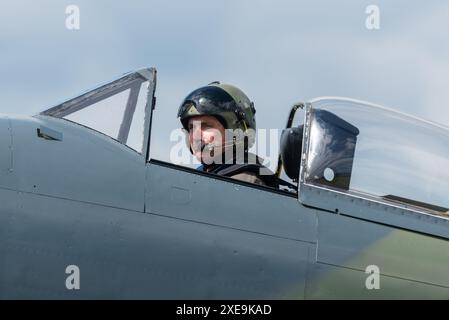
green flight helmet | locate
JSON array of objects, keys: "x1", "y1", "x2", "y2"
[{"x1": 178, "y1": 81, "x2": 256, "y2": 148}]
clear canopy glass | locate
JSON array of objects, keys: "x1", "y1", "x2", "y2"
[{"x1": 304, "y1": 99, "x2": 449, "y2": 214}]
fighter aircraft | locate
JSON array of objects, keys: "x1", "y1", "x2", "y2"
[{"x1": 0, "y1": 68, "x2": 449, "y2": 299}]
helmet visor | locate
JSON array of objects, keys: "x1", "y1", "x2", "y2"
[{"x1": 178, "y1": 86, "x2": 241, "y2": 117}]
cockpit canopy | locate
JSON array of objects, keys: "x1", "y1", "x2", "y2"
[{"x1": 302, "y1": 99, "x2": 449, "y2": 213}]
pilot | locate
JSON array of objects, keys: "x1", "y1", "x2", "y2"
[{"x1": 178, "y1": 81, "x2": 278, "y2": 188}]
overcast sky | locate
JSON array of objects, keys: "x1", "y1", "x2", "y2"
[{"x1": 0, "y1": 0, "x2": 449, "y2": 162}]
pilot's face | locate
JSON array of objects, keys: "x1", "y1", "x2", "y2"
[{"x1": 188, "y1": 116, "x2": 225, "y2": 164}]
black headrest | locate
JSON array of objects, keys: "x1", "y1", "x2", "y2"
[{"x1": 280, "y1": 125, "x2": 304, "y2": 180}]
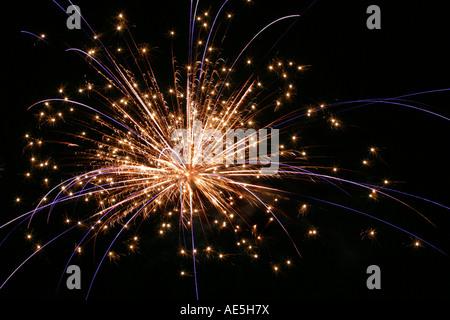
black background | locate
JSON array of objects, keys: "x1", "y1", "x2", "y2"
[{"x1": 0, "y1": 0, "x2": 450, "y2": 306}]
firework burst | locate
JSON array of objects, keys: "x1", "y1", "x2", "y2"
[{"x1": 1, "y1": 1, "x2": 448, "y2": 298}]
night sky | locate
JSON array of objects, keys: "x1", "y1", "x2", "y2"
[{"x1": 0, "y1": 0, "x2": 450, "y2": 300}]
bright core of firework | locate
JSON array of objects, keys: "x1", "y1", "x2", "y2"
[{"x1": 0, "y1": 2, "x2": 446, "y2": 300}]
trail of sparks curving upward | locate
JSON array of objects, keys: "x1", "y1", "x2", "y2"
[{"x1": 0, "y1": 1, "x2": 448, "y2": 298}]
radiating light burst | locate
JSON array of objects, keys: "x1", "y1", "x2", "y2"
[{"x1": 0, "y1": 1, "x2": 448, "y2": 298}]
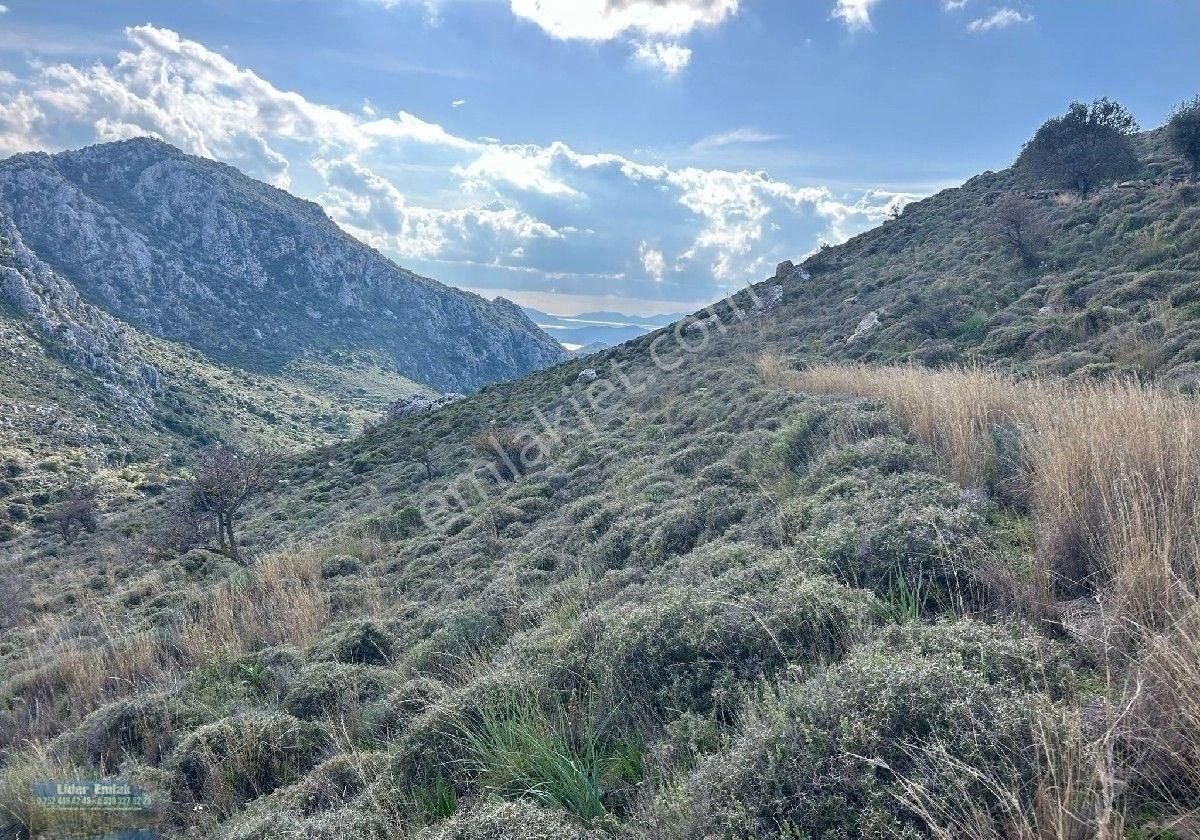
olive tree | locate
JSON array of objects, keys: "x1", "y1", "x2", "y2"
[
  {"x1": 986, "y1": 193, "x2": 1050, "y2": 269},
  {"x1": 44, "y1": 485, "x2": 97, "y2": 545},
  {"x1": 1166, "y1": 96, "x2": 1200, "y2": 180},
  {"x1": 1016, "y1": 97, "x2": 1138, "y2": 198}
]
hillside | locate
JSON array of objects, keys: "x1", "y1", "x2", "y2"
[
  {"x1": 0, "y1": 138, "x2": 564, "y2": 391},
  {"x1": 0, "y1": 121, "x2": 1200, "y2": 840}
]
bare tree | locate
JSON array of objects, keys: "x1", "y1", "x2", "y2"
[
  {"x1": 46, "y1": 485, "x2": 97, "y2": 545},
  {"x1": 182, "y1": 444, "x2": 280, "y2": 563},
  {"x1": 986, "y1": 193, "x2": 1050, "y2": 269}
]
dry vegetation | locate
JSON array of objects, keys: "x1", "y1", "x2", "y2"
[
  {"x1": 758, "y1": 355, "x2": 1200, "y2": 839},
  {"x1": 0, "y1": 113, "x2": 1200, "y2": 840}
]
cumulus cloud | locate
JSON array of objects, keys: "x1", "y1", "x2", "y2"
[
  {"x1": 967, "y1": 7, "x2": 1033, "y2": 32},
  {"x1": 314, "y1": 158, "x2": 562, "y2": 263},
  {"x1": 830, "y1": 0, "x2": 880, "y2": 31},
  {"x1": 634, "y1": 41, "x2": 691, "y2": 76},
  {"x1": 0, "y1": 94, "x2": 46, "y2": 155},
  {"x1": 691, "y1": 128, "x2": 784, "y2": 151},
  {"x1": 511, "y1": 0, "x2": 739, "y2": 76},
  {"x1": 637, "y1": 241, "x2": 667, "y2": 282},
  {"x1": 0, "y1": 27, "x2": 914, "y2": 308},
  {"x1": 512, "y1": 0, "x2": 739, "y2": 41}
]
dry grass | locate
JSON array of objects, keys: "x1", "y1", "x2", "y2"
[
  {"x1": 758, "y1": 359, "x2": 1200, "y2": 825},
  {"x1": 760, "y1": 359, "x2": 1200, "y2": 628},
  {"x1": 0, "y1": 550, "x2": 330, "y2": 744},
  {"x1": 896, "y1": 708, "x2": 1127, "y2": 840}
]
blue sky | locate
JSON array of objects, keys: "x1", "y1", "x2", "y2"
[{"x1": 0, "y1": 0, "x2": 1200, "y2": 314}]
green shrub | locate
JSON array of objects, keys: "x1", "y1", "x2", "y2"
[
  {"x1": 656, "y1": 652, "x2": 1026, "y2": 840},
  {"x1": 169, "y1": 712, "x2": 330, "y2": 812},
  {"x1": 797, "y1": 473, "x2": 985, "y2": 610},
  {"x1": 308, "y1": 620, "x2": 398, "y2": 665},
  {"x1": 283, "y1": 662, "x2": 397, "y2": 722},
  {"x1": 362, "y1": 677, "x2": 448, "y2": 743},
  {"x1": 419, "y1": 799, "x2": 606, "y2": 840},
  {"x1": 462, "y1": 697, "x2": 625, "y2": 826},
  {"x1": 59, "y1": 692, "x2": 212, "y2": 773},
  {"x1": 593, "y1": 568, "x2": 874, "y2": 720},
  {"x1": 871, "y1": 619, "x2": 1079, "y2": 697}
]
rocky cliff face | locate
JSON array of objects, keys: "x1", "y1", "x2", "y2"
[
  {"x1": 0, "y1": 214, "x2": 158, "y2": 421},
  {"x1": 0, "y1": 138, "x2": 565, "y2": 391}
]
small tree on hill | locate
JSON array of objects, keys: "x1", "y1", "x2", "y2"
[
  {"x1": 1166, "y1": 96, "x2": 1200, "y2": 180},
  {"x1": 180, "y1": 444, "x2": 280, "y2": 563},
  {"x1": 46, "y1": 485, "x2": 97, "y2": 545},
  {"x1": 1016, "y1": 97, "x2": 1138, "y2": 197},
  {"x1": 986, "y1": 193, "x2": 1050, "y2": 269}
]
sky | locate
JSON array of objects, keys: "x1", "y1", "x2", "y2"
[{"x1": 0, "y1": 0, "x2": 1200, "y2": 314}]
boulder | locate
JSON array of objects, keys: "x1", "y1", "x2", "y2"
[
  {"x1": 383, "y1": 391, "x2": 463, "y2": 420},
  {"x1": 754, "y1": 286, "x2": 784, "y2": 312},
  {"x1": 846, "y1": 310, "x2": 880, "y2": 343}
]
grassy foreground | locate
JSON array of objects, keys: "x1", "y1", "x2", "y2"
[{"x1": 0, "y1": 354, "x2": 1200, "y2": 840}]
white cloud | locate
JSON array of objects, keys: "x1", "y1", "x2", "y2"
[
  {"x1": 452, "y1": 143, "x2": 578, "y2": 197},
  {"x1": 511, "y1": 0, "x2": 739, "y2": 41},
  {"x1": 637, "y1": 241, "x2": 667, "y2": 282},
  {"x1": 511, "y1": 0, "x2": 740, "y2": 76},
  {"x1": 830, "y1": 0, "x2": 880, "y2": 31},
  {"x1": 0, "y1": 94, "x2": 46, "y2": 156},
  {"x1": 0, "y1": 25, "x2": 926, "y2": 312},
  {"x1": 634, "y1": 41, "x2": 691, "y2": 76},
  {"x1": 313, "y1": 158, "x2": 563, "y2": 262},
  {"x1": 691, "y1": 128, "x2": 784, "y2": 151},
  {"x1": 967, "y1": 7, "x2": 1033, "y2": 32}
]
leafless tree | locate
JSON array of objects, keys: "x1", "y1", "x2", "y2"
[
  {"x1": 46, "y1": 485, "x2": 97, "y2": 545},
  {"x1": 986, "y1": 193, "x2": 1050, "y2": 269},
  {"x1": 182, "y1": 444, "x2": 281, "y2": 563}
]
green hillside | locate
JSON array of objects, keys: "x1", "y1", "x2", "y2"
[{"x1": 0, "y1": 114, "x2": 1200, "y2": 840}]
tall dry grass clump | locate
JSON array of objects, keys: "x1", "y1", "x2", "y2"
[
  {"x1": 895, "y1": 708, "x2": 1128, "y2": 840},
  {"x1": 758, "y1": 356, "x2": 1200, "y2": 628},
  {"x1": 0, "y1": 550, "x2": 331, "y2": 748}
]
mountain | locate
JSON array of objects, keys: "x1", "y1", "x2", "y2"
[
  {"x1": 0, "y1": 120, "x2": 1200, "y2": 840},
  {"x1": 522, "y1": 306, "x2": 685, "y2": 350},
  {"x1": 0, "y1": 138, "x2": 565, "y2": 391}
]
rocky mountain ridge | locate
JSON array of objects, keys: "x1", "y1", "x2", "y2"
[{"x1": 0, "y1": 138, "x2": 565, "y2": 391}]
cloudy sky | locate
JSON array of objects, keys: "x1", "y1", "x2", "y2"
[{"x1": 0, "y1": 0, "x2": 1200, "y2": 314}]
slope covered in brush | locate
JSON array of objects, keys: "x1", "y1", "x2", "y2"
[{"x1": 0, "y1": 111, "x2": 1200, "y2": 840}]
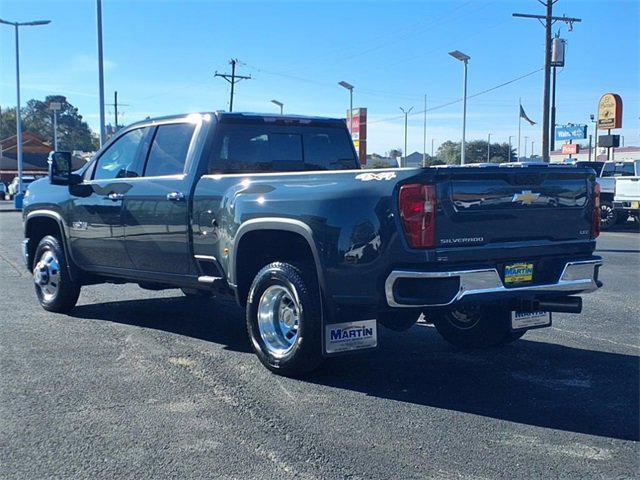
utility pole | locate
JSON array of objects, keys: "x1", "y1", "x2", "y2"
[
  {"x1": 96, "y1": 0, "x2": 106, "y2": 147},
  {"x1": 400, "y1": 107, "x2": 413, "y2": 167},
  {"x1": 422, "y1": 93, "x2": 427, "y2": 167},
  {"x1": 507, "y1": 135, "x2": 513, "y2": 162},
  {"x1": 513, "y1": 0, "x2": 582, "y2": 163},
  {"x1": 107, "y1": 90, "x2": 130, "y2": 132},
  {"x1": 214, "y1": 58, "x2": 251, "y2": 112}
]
# # # # # # #
*WRITTEN PROBLEM*. Return the item lines unchanged, from the line containing "slope covered in brush | locate" through the last line of the items, and leave the pictures out.

*TASK SOLUTION*.
slope covered in brush | locate
JSON array of objects, keys: "x1", "y1", "x2", "y2"
[{"x1": 0, "y1": 111, "x2": 1200, "y2": 840}]
utility pole | locate
JSON array of objects, keys: "x1", "y1", "x2", "y2"
[
  {"x1": 96, "y1": 0, "x2": 106, "y2": 147},
  {"x1": 400, "y1": 107, "x2": 413, "y2": 167},
  {"x1": 422, "y1": 93, "x2": 427, "y2": 167},
  {"x1": 507, "y1": 135, "x2": 513, "y2": 162},
  {"x1": 513, "y1": 0, "x2": 582, "y2": 163},
  {"x1": 107, "y1": 90, "x2": 130, "y2": 132},
  {"x1": 214, "y1": 58, "x2": 251, "y2": 112}
]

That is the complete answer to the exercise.